◆ **Work to do**:
Locate every line in the records below that contains the word "stool", and copy each of those lines in full. Case counts.

◆ **Material supplied**:
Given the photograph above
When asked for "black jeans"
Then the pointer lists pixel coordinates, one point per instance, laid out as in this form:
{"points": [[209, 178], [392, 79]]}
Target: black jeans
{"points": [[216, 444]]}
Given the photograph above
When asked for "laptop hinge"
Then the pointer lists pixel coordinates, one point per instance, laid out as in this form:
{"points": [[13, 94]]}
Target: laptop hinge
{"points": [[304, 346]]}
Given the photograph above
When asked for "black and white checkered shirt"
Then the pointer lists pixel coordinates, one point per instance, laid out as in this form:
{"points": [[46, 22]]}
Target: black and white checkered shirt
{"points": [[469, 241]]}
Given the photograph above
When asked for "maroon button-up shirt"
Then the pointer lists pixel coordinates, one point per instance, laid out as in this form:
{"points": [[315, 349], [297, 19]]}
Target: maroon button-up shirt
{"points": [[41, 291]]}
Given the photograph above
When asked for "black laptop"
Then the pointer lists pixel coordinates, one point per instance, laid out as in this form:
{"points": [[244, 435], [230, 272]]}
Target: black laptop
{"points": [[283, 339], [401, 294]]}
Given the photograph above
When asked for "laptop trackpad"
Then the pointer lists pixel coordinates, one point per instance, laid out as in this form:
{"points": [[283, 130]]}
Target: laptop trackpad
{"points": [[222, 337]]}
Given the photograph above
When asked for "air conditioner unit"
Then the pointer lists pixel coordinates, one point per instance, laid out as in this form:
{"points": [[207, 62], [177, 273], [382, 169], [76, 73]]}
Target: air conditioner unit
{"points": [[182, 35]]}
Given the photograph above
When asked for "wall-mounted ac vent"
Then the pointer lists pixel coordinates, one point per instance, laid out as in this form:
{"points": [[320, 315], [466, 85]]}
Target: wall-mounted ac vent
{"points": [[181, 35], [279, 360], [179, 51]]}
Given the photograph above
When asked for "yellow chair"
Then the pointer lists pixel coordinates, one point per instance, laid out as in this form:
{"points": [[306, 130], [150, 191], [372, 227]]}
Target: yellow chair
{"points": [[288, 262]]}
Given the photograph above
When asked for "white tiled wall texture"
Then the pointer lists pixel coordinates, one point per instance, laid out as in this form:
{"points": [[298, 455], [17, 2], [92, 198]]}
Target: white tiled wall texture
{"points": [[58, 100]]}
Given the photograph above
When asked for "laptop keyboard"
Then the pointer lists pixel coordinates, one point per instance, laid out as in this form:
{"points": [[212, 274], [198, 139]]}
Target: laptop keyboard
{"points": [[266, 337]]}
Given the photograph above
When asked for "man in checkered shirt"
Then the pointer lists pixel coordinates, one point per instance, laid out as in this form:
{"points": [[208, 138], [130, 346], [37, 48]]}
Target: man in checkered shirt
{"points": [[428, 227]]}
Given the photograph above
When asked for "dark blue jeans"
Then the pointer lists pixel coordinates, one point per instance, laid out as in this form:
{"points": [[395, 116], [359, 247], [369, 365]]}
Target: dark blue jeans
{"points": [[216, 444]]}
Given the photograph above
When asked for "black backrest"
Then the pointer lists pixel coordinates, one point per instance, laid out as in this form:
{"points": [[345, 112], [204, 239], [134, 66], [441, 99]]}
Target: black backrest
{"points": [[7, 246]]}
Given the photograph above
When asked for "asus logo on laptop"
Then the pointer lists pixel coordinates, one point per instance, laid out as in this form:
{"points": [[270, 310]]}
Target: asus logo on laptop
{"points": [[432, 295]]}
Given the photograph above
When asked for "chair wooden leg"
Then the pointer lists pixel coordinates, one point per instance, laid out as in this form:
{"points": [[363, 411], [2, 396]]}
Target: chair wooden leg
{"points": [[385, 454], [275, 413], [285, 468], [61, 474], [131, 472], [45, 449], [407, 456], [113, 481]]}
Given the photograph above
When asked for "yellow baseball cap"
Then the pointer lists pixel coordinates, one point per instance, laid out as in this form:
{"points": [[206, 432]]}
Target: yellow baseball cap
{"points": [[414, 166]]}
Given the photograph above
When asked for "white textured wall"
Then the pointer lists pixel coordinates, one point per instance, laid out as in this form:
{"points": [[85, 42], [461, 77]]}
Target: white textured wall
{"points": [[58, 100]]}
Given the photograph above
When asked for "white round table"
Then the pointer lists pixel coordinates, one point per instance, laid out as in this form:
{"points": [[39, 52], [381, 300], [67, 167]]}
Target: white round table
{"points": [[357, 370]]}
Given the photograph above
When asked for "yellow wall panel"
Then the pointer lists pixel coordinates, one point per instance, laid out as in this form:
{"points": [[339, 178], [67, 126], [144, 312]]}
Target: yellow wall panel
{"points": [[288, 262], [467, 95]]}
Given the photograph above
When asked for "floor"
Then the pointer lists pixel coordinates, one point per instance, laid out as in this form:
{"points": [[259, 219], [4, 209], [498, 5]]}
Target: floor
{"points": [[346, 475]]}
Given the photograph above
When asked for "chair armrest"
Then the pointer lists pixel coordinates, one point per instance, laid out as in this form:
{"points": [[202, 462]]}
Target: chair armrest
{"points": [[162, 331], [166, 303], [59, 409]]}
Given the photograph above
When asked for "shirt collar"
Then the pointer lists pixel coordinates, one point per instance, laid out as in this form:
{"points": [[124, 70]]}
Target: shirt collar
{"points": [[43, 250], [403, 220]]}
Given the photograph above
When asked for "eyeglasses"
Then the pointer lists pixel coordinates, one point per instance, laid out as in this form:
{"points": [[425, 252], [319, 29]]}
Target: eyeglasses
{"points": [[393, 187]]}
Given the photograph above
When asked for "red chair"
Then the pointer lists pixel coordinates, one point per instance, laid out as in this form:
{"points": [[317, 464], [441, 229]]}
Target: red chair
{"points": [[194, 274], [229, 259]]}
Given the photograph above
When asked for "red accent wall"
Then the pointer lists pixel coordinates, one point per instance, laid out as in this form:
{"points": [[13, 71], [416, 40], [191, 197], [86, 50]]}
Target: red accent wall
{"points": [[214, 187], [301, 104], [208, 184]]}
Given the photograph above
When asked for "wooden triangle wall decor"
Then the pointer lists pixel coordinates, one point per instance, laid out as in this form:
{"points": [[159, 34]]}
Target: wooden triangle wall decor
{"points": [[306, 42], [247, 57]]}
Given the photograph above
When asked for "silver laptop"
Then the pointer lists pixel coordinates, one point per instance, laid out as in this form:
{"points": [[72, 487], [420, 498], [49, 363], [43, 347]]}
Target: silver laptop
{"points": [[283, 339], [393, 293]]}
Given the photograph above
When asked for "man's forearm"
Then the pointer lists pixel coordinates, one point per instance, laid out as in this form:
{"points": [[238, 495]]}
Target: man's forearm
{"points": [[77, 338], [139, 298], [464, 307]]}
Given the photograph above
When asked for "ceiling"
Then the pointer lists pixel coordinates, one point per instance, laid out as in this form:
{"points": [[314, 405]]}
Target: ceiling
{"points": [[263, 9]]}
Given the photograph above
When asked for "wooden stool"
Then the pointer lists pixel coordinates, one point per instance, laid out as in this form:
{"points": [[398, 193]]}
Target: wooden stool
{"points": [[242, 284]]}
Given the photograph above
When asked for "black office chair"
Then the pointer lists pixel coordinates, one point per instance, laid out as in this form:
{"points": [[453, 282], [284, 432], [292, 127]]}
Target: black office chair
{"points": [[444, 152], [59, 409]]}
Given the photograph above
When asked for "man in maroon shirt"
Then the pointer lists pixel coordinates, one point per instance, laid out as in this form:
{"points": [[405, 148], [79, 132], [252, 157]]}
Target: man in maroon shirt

◆ **Answer**:
When asked for "wooden stool"
Target: wooden stool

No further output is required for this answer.